* _Supplied entries_
- Opening Delimiter -
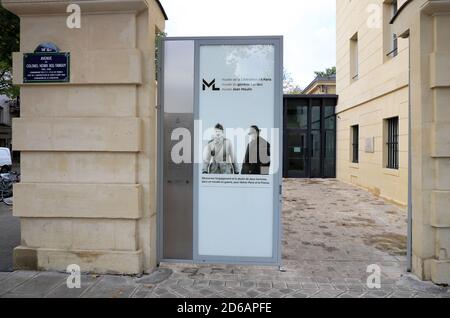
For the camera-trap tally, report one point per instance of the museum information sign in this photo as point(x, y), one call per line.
point(238, 178)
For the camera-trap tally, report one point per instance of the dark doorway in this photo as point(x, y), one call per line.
point(309, 136)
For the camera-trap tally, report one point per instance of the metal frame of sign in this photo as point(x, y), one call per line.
point(277, 42)
point(65, 80)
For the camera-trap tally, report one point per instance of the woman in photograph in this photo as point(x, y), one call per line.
point(218, 155)
point(257, 156)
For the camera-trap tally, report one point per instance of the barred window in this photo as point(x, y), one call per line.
point(392, 143)
point(355, 143)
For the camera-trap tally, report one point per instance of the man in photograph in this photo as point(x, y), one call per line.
point(218, 155)
point(257, 156)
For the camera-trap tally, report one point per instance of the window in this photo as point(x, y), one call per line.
point(355, 143)
point(354, 63)
point(392, 143)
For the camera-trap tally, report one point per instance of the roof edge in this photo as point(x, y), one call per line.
point(162, 10)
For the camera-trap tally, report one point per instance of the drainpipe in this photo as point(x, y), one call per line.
point(410, 218)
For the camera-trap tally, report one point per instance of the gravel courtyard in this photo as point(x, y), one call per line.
point(332, 233)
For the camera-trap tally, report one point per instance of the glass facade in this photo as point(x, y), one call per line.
point(309, 136)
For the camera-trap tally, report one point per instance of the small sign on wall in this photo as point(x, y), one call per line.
point(46, 65)
point(370, 147)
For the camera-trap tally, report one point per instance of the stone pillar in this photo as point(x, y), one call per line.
point(427, 23)
point(88, 147)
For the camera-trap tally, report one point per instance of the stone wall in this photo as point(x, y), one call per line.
point(88, 147)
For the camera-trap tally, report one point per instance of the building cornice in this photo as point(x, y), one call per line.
point(39, 7)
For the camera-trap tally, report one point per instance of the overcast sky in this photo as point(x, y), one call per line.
point(308, 27)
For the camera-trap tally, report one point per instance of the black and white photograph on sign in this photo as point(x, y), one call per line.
point(219, 156)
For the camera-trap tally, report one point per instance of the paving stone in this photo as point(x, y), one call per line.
point(376, 294)
point(41, 284)
point(186, 282)
point(350, 294)
point(232, 284)
point(112, 287)
point(157, 276)
point(401, 294)
point(310, 286)
point(327, 293)
point(4, 275)
point(143, 291)
point(62, 291)
point(216, 283)
point(279, 285)
point(15, 279)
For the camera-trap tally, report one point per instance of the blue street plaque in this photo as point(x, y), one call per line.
point(42, 67)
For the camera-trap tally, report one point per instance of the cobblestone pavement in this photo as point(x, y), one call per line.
point(9, 236)
point(332, 232)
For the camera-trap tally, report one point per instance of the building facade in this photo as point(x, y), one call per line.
point(322, 85)
point(393, 73)
point(372, 84)
point(87, 194)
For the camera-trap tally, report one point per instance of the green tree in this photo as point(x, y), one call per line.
point(289, 87)
point(327, 73)
point(9, 42)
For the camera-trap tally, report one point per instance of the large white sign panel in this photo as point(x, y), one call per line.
point(239, 151)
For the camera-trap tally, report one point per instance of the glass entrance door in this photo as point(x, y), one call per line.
point(297, 150)
point(310, 137)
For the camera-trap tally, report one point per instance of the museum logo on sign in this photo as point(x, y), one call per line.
point(211, 85)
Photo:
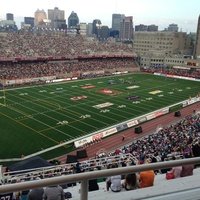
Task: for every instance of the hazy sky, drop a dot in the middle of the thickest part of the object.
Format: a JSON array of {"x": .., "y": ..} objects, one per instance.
[{"x": 160, "y": 12}]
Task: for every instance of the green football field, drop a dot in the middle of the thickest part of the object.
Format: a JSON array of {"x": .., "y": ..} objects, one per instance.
[{"x": 35, "y": 118}]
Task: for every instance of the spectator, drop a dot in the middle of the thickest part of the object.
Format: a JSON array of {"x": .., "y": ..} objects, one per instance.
[
  {"x": 93, "y": 185},
  {"x": 130, "y": 182},
  {"x": 187, "y": 170},
  {"x": 176, "y": 170},
  {"x": 35, "y": 194},
  {"x": 53, "y": 193},
  {"x": 114, "y": 182},
  {"x": 146, "y": 178}
]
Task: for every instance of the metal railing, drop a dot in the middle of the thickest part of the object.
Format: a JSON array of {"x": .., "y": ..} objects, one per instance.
[{"x": 84, "y": 177}]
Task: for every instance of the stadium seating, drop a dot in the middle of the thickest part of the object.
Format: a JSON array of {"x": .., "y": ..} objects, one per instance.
[{"x": 180, "y": 188}]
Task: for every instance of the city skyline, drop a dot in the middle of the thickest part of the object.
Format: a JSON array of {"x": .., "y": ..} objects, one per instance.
[{"x": 181, "y": 12}]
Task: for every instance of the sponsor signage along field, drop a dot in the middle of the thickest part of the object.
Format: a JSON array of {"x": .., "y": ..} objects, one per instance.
[
  {"x": 103, "y": 105},
  {"x": 97, "y": 136},
  {"x": 132, "y": 123}
]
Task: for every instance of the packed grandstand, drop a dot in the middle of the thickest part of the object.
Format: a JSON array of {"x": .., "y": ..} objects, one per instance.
[{"x": 27, "y": 58}]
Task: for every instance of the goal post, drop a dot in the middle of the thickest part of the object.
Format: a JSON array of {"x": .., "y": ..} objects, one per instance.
[{"x": 2, "y": 94}]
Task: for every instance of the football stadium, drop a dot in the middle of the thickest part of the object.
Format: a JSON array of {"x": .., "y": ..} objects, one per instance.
[{"x": 83, "y": 114}]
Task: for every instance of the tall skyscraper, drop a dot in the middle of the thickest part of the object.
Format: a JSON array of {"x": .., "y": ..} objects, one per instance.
[
  {"x": 152, "y": 27},
  {"x": 57, "y": 18},
  {"x": 29, "y": 20},
  {"x": 173, "y": 28},
  {"x": 40, "y": 16},
  {"x": 116, "y": 20},
  {"x": 73, "y": 20},
  {"x": 126, "y": 29},
  {"x": 96, "y": 24},
  {"x": 197, "y": 44},
  {"x": 141, "y": 27},
  {"x": 10, "y": 16}
]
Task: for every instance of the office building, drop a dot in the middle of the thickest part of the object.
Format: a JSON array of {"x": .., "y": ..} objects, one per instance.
[
  {"x": 57, "y": 18},
  {"x": 173, "y": 28},
  {"x": 104, "y": 33},
  {"x": 89, "y": 29},
  {"x": 29, "y": 21},
  {"x": 40, "y": 17},
  {"x": 116, "y": 20},
  {"x": 126, "y": 29},
  {"x": 96, "y": 25},
  {"x": 141, "y": 27},
  {"x": 10, "y": 16},
  {"x": 166, "y": 43},
  {"x": 73, "y": 20},
  {"x": 152, "y": 27}
]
- Closing Delimiter -
* _What is expected_
Using the material above, find each line that holds "field" and copy that line.

* _Answer below_
Task: for every instance of the green football field, drop a dot in the middle of the thickest part of the object.
Task: for every instance of the sponsor signage along field, drop a dot in the middle of the thickest part of the object.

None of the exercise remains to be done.